##### SUPPLIED DATA #####

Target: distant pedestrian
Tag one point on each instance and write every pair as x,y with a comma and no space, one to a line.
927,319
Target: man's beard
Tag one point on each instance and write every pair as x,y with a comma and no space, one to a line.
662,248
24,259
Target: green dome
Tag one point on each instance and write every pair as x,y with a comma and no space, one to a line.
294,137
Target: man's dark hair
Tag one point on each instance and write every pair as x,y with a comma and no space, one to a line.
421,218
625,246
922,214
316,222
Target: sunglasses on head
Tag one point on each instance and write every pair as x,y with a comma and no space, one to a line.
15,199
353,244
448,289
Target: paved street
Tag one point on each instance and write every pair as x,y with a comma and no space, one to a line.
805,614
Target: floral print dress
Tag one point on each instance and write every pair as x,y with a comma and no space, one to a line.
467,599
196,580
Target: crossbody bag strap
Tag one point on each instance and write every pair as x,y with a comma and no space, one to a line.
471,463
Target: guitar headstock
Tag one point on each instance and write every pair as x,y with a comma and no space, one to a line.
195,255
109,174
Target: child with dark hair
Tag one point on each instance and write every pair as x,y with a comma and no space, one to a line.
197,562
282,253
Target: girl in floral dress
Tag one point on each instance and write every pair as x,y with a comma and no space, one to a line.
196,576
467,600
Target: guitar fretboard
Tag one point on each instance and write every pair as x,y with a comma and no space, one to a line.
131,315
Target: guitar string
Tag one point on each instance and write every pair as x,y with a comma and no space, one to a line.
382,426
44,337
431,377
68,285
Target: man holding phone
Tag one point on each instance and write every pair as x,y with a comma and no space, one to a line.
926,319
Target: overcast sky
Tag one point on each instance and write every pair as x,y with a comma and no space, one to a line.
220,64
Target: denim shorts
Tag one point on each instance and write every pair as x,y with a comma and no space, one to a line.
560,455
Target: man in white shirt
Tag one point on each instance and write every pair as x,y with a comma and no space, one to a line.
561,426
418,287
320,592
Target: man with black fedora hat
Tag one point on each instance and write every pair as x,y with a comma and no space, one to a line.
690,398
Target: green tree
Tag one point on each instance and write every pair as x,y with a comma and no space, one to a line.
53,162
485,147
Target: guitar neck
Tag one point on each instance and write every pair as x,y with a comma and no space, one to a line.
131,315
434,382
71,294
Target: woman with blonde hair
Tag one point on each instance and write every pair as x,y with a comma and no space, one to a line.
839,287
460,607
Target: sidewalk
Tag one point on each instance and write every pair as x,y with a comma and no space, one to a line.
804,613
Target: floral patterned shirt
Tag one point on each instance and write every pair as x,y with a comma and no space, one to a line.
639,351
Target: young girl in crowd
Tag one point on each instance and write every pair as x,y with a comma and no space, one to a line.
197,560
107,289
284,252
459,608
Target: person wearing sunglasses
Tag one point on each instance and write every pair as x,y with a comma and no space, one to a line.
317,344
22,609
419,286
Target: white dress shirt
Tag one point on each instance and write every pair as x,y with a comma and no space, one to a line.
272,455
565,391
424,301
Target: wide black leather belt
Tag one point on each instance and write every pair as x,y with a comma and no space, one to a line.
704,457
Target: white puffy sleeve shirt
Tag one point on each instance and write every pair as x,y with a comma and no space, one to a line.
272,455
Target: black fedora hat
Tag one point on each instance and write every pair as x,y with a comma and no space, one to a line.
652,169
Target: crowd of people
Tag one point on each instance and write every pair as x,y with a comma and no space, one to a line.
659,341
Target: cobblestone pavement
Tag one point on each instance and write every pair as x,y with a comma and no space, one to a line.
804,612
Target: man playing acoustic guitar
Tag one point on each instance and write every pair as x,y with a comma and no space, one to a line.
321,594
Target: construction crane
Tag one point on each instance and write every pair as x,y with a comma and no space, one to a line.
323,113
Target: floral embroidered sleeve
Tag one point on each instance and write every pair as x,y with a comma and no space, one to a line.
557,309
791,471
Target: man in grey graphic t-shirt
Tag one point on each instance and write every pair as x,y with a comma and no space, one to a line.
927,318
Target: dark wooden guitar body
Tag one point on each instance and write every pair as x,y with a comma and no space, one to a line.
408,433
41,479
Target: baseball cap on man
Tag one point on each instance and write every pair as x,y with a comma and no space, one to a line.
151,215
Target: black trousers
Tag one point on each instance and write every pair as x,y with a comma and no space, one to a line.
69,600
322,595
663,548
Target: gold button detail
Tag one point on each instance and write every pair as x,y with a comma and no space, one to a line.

#####

— STATED GOAL —
Using the data above, repeat every line exactly.

— FULL OUTPUT —
Target: distant pedestrian
Tag one point on each instance and write every pair as x,y with a comma and no space, one to a line.
927,319
Target: man's beard
Tag one point on each instance and write every pair as x,y with a comma and no space, one to a line.
662,248
24,259
Target: green dome
Tag one point on each instance and write every pair as x,y with a comma and no space, one to a line.
294,137
Target: man's dark hair
Tag one point on each instance and write every pair as x,y with a comma and no space, one to a line.
421,218
625,246
922,214
316,222
Target: sunglasses on head
Tag one point on each instance and write every pair as x,y with a comma and no space, one to a line.
15,199
353,244
448,289
Target: paved street
Tag one point on each instance and write every pair as x,y with a comma and no space, one to a line.
805,614
Target: floral print dress
Tag one point on each instance and write every pair as x,y with a comma and no space, one to a line.
467,599
196,580
Target: crossbody bag strap
Tag one point on each instance and write every pair as x,y with a comma and no space, one to a line.
471,463
Target: guitar headstock
Tag one point on each instance and write every pair as x,y with a comma and no space, one to a line.
195,255
109,174
Target: child with dark hair
Tag one point on each instance and write every pair as x,y with a comma and no space, one to a line.
197,562
282,253
Target: girl in floral dress
Tag one point on each instance and write every pair as x,y with a comma and no space, one to a line.
196,576
467,600
Target: guitar fretboard
Tag one point on each instance and write every pair as x,y with a comma and no space, one to a line.
131,315
Target: guitar string
Tag one point on each instance and write every pair as x,y with a comma and no space, one to a line.
382,426
44,337
431,377
68,285
Target: man holding phone
Tag one point on each instance and write every pair as x,y with a comma and no space, one to a line.
926,319
Target: overcast sky
Tag one point on each instance and write every pair as x,y with a comma and no space, one to a line.
220,64
Target: denim shorts
Tag one point on each instance and write every pair as x,y with a comma and no space, one to a line.
560,455
Target: man in white shirt
Tag one point on each instance and write every pair as x,y with a comma and no space, one to a line.
561,426
418,287
320,592
Target: man with black fedora hat
Tag one point on each instance and write every pair as x,y with a comma and no space, one to a line.
690,398
Target: green tree
Tag one point on each instance and write every pair as x,y with a comma and no space, one to a line.
53,162
485,147
Target: guitar neck
Tag one point on each instance and write every pair as x,y with a comma and no space, one to a line.
131,315
434,382
71,294
Target: woman with blonde hair
Tag one point on each instance and write every pair as x,y with a comma and no space, one to a line.
839,287
460,607
Target: sidewalk
Tag one point on each instance and write every pair as x,y with a comma and no space, one to a line.
804,613
Target: floral patterned shirt
Tag one point on each instance and write every pair as x,y with a comma and no space, one to a line.
639,351
Target: young girl in crowd
Tag one point on each instance and write every pair as x,y with a comma and no space, one to a line.
197,560
107,289
284,252
459,608
Target: person wearing sunglasses
Tag one point on each instance and write every pair as x,y with a comma and no space, one to a line.
317,344
22,609
419,286
Target: white dress shirt
Tag one point on each instance and write every pair as x,y with a comma and no space, one to a line.
272,455
565,391
424,301
Target: wide black leather belt
Tag one point on each instance and write every pair as x,y with a comma and no space, one to a line.
704,457
Target: white puffy sleeve shirt
Tag one point on each instance and write every pair as x,y with a comma and no space, one to a line.
272,455
Target: black fedora hat
Tag one point on each instance and write every pair as x,y with a comma and no space, one to a line.
652,169
Target: crowd of people
Tag one point on each instance and write every pair as x,y with a comma and no space, one to a line.
659,341
Target: cobblestone pavement
Tag one point on each instance and write every pair as x,y with a comma and no space, one to a line.
804,612
Target: man playing acoustic guitar
Tag one point on each instance and write every pair as x,y with a comma and no space, one to a line.
321,594
Target: construction crane
Tag one point on each instance and write every pair as x,y with a comma and no space, one to a line.
323,113
Target: floral embroidered sleeve
Tag one point on each instance and write every pair as x,y with a comma and no space, one to a line.
557,309
791,471
Target: man in grey graphic t-shirt
Tag one point on each instance and write every pair as x,y with a comma and no space, one to a line.
927,318
Target: dark wooden guitar body
Tag one point on each instance and write every pair as x,y with a comma and no space, one to a line.
408,433
41,479
Target: baseball cap on man
Tag one point on each instance and write every pair as x,y with a comma and no space, one to a line.
151,215
Target: black trousers
Tag one point on each instance and write every pair as x,y with a comma and no space, one to a line.
69,600
322,595
663,548
Target: gold button detail
Tag one point on each instance and write every pair as x,y with a comma and no space, one to a line.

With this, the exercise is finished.